Listed records:
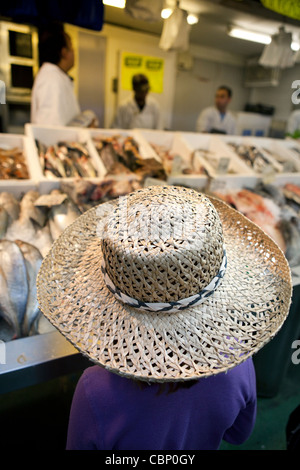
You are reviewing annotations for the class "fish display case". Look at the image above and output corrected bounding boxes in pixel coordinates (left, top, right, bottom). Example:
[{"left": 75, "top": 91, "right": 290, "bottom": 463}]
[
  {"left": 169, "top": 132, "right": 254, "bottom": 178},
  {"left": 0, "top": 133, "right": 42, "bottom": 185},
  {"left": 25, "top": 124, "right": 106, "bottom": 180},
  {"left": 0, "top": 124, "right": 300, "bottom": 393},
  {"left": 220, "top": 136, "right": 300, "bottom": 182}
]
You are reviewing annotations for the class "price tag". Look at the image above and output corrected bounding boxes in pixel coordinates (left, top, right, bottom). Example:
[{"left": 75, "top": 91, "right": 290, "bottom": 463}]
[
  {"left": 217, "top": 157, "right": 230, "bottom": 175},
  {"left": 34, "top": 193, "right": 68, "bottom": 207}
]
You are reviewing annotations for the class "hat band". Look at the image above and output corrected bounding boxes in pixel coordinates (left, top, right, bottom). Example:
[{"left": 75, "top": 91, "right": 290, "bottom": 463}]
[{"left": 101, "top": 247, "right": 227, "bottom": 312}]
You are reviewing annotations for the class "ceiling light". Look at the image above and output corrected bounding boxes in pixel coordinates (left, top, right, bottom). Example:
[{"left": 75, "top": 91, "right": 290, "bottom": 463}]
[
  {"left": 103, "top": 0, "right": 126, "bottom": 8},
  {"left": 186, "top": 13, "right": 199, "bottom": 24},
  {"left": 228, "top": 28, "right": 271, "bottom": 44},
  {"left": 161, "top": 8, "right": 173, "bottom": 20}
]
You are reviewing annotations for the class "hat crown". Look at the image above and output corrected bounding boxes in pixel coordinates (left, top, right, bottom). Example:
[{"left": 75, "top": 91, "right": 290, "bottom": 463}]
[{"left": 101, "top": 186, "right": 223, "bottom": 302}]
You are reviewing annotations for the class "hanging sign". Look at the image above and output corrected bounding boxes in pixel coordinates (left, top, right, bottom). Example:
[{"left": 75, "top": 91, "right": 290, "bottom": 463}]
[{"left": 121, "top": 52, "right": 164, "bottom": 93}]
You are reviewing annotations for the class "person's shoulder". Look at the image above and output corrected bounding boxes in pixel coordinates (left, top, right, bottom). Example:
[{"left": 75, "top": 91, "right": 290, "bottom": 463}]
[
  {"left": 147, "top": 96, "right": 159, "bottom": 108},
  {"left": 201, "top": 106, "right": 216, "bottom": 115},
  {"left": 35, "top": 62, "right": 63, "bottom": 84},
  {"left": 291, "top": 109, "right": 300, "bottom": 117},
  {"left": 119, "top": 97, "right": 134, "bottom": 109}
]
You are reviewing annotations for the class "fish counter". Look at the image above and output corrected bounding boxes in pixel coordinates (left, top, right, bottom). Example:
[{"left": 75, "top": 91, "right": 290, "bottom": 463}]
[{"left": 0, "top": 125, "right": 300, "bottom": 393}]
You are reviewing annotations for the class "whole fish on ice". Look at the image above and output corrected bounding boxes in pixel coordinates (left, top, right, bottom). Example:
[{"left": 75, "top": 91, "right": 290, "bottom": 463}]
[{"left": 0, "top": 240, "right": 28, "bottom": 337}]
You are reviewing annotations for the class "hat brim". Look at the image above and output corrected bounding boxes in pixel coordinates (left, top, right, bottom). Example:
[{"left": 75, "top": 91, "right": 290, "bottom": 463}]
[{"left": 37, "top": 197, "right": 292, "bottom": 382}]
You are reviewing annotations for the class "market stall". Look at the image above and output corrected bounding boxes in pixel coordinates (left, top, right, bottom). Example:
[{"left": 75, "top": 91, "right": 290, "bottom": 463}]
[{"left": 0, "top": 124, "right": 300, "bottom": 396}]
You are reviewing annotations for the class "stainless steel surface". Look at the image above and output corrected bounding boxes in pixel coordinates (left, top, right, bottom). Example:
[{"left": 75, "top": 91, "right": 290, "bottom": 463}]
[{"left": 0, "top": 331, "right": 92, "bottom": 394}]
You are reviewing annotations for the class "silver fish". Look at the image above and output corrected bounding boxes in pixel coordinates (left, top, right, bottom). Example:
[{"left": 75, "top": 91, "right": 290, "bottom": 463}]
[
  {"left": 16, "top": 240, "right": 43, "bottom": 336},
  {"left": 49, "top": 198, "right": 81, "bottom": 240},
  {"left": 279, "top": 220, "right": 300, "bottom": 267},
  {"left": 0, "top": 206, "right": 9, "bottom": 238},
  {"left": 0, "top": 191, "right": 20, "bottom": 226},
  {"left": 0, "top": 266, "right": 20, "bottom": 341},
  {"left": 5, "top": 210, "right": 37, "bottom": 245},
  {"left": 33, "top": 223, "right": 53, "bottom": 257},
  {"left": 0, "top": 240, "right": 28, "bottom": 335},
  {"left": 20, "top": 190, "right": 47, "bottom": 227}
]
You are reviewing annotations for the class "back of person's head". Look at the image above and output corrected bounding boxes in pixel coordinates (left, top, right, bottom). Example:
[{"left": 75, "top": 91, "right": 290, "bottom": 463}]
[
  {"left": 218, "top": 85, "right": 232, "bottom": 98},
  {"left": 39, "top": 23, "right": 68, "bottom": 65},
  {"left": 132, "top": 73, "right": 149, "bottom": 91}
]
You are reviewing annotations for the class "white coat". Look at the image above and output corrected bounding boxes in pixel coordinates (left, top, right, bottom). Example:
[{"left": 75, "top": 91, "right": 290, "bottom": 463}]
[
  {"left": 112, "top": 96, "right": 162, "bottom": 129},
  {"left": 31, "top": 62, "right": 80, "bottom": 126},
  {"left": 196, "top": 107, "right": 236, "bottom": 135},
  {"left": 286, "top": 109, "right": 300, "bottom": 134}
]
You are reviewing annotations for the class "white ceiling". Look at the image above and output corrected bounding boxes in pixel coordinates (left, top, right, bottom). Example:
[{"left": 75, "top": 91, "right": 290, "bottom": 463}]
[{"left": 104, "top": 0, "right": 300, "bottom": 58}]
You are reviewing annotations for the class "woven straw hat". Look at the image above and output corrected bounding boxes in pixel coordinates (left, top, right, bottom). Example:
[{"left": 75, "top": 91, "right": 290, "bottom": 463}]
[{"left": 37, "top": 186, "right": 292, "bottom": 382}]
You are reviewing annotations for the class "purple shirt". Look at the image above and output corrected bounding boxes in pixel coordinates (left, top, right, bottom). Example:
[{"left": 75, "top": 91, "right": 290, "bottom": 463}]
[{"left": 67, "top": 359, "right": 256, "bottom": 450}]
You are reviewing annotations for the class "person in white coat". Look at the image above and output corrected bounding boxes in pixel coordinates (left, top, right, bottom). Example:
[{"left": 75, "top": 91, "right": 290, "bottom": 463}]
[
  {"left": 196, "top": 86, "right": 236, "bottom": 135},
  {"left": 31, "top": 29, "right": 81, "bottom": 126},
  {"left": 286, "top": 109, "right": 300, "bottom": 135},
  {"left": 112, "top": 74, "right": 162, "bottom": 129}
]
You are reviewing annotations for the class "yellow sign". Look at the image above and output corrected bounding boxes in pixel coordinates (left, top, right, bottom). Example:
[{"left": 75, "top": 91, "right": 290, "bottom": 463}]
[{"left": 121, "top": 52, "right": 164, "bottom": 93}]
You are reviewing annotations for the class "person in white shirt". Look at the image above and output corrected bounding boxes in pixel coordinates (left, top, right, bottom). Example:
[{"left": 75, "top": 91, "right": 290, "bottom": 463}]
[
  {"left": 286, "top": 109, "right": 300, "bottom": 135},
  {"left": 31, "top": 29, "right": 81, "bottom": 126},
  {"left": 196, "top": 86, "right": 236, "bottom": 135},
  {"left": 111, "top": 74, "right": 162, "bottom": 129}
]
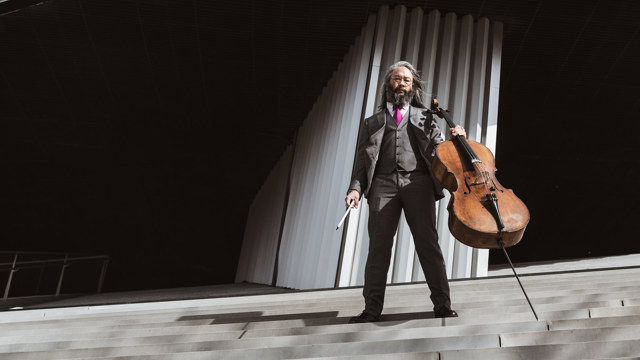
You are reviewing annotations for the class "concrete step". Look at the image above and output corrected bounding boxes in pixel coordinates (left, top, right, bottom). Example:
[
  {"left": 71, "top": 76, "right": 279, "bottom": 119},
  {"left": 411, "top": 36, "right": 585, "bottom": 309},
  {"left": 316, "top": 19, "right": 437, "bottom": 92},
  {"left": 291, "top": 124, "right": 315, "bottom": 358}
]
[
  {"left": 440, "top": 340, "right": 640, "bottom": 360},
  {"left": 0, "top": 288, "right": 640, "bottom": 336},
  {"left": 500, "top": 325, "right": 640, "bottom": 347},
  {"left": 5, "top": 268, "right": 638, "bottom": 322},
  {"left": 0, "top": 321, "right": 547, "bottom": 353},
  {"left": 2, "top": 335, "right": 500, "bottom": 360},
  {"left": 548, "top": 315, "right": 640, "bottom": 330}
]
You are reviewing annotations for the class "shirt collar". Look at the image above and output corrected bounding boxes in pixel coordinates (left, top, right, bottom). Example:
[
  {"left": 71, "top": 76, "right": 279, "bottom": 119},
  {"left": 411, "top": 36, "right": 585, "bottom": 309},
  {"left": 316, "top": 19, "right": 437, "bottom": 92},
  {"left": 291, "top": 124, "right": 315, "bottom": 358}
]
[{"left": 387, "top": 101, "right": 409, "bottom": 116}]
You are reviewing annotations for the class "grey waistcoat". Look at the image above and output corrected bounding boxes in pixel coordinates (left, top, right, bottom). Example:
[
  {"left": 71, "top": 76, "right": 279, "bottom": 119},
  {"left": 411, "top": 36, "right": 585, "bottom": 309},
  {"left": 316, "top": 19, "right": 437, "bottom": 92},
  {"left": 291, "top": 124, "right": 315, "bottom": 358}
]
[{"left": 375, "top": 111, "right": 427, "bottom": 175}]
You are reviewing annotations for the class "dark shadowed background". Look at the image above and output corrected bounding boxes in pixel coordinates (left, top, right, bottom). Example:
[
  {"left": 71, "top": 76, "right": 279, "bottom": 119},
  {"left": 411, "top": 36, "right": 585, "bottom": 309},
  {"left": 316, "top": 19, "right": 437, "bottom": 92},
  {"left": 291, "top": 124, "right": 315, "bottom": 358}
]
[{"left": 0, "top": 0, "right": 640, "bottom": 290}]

---

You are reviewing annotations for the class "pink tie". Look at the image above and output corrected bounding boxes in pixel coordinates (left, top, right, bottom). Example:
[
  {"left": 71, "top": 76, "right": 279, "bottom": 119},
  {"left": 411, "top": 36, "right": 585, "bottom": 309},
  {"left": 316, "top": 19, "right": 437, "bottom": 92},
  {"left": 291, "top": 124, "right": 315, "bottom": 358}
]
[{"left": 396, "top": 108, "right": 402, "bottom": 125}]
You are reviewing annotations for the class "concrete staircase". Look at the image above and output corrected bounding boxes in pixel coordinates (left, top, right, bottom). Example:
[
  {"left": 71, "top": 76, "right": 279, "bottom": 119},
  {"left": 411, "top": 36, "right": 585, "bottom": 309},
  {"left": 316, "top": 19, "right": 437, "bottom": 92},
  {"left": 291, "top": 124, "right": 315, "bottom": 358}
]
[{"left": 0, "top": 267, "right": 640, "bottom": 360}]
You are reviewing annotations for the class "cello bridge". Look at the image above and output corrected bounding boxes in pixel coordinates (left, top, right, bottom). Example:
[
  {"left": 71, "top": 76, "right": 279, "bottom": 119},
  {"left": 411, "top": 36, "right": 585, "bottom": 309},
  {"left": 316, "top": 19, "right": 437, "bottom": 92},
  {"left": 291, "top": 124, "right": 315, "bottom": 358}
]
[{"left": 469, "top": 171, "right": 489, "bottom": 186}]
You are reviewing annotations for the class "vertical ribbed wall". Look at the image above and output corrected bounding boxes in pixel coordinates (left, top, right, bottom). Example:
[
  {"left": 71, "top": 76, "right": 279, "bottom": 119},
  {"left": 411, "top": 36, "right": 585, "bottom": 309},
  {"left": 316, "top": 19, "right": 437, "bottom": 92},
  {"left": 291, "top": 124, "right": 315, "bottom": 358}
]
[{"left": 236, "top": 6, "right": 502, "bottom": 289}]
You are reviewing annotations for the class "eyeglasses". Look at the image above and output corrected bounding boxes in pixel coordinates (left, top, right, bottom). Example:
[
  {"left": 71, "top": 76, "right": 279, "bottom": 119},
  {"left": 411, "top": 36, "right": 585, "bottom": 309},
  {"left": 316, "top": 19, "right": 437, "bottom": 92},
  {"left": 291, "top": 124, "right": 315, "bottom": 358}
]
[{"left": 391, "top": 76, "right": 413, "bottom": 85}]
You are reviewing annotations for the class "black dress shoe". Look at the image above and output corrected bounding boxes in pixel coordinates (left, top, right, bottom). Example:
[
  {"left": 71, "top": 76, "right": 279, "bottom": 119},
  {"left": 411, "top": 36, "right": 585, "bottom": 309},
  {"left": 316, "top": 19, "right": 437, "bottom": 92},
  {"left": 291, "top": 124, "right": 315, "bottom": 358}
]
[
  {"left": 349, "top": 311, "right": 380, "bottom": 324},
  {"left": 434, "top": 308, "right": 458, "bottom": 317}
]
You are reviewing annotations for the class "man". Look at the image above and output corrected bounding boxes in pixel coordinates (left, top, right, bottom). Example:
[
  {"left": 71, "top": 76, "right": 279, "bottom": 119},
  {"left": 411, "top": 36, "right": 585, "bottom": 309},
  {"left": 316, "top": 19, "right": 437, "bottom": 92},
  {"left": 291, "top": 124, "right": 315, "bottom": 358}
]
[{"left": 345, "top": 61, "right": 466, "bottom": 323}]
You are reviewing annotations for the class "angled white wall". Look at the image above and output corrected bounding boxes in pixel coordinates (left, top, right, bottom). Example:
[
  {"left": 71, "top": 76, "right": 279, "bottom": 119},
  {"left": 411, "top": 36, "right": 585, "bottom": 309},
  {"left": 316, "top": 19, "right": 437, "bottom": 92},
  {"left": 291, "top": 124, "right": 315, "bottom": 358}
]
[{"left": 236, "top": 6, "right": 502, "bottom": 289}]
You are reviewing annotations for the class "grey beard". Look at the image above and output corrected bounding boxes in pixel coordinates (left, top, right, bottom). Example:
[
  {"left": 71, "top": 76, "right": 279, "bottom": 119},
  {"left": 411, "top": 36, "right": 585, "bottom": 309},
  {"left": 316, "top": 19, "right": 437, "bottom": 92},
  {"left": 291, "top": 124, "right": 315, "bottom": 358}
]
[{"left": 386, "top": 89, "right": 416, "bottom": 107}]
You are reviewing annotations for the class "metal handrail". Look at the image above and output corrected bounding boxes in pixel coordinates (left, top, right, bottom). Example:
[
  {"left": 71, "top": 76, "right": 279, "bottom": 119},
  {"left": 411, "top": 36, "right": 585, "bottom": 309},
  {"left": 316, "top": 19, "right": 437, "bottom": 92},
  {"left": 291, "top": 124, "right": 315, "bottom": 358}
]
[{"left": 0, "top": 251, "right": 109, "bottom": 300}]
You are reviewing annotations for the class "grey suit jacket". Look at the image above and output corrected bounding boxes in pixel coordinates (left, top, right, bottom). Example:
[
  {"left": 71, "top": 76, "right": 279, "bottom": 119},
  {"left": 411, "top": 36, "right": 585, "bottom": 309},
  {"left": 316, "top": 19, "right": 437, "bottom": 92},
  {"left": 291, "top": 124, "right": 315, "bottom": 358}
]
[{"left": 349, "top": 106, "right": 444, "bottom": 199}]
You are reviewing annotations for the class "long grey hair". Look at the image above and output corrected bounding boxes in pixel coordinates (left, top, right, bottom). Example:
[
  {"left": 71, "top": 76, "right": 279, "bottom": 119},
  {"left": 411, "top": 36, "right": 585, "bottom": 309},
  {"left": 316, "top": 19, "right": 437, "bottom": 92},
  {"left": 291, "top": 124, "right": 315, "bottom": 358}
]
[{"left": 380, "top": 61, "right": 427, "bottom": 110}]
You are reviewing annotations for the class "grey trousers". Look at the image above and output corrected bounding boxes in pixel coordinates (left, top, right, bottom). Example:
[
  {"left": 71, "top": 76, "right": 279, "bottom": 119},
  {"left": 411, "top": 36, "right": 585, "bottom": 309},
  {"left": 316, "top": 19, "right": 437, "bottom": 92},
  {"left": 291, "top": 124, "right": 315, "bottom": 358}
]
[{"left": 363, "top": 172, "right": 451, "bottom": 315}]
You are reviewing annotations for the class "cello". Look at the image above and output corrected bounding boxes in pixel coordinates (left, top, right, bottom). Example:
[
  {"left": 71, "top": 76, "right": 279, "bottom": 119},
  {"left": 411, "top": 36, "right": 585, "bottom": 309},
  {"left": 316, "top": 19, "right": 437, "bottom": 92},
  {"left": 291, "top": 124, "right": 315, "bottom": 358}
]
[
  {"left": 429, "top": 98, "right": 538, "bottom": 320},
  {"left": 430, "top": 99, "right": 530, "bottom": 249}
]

* * *

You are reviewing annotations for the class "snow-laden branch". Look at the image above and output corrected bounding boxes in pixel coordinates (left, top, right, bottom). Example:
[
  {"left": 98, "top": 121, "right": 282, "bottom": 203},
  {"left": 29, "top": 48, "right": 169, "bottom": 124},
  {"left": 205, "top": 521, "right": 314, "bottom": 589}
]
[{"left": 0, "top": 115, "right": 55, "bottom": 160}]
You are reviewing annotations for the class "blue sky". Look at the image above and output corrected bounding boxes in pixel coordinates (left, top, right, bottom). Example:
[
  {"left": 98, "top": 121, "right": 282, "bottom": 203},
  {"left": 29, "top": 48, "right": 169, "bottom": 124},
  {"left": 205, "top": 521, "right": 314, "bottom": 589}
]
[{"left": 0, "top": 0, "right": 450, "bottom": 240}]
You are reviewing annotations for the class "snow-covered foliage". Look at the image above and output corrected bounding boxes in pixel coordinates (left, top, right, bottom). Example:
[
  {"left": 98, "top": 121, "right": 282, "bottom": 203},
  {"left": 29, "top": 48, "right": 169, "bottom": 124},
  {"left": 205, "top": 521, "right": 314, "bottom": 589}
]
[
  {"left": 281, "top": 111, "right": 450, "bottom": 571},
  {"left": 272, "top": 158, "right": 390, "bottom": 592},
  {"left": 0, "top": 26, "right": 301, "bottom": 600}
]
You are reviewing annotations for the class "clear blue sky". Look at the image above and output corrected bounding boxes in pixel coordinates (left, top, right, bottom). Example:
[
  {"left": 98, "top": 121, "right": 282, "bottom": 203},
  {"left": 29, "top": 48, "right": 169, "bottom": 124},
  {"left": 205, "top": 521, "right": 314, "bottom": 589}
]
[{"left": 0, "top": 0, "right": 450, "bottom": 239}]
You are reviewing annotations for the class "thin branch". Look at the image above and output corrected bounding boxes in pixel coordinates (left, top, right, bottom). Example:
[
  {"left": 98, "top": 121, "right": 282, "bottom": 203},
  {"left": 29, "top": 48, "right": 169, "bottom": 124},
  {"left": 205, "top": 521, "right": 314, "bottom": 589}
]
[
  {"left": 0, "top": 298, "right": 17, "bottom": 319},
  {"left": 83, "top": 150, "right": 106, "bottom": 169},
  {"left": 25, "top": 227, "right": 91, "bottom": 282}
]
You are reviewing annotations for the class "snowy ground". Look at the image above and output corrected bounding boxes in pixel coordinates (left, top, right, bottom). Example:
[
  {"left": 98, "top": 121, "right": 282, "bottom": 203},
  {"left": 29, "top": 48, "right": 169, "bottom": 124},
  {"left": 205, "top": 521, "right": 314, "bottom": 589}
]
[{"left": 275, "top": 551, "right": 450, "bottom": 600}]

What to work on: Which lines of the records above contain the string "white"? Pull out each one and copy it in full, matching case exactly.

Task output:
You are reviewing annotations for the class "white coat". Look at the image above and output corrected bounding boxes in pixel coordinates (left, top, right, bottom). Example:
You are reviewing annotations for the class "white ceiling". Look at the image above and output corrected bounding boxes in pixel coordinates (left, top, right, bottom). Example:
You are reviewing annotations for the class "person in white coat". Look at the image above and output corrected bounding boxes in pixel coordinates (left, top, right, bottom). Example:
You are reviewing annotations for the class "person in white shirt". Look at the image above and output corrected bounding boxes in pixel coordinates (left, top, right, bottom). Example:
You are reviewing annotations for the class "angled white wall". Look at the image above and output corrected bounding boxes in pixel coordinates (left, top, right, bottom). Example:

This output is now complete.